» AIM:
Locate every line in the entries below that contains the string "plant" and copy each of those lines. Case counts.

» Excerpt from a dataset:
________________________
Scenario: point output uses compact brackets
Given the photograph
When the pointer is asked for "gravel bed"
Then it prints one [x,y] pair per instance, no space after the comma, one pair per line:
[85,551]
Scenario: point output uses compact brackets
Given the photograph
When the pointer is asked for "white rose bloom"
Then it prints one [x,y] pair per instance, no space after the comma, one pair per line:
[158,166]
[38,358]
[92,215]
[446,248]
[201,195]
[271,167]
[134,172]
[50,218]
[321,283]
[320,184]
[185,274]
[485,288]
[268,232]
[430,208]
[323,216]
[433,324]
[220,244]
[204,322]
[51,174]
________________________
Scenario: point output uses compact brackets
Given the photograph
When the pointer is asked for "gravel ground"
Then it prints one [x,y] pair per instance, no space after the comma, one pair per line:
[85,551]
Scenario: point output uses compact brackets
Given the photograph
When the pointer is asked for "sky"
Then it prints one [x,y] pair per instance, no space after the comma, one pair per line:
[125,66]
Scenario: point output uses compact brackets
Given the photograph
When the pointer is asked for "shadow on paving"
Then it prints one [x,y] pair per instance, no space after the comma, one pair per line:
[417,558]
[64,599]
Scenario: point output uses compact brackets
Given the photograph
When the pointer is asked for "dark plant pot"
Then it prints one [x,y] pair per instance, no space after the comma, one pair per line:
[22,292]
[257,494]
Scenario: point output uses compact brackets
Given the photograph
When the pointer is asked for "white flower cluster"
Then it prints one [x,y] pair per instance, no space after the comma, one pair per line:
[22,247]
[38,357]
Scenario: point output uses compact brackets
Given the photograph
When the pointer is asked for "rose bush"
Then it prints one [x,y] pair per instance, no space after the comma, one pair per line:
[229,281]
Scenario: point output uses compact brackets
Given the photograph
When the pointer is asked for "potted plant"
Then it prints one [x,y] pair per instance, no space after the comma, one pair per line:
________________________
» EXERCISE RESPONSE:
When the pointer is asked for "dark plant pot"
When the pointer is asked for "potted plant"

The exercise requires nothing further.